Content starts

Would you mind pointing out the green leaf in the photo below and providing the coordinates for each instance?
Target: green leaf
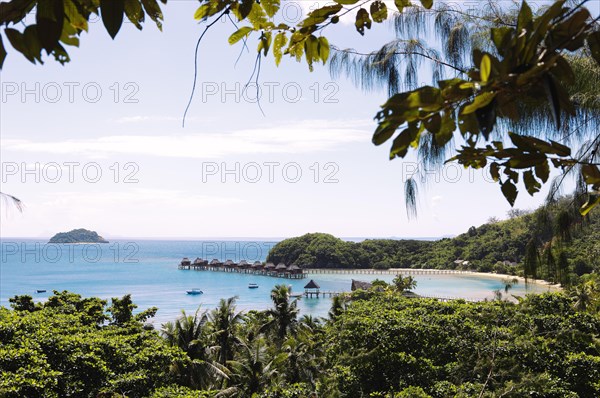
(485, 68)
(134, 12)
(112, 15)
(531, 184)
(592, 202)
(239, 34)
(525, 17)
(510, 192)
(384, 132)
(495, 171)
(404, 140)
(362, 20)
(561, 150)
(265, 43)
(321, 14)
(480, 101)
(378, 11)
(155, 13)
(433, 124)
(270, 6)
(552, 94)
(400, 4)
(591, 174)
(17, 40)
(542, 171)
(311, 50)
(500, 37)
(594, 45)
(280, 40)
(203, 11)
(245, 8)
(427, 3)
(76, 20)
(49, 18)
(323, 49)
(2, 53)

Content ends

### Exercise description
Set down every entry above exactly as written, but skip the pictures.

### Task result
Would you mind pointing out the green leaf in the photo below and providing the coordinates for each instance?
Target: green leaf
(485, 68)
(134, 12)
(112, 15)
(531, 184)
(592, 202)
(239, 34)
(525, 17)
(510, 192)
(384, 132)
(495, 171)
(404, 140)
(362, 20)
(561, 150)
(265, 43)
(321, 14)
(480, 101)
(378, 11)
(155, 13)
(433, 124)
(270, 6)
(552, 94)
(400, 4)
(591, 174)
(17, 40)
(542, 171)
(311, 50)
(500, 37)
(594, 45)
(280, 40)
(203, 11)
(245, 8)
(427, 3)
(76, 20)
(49, 18)
(323, 49)
(2, 53)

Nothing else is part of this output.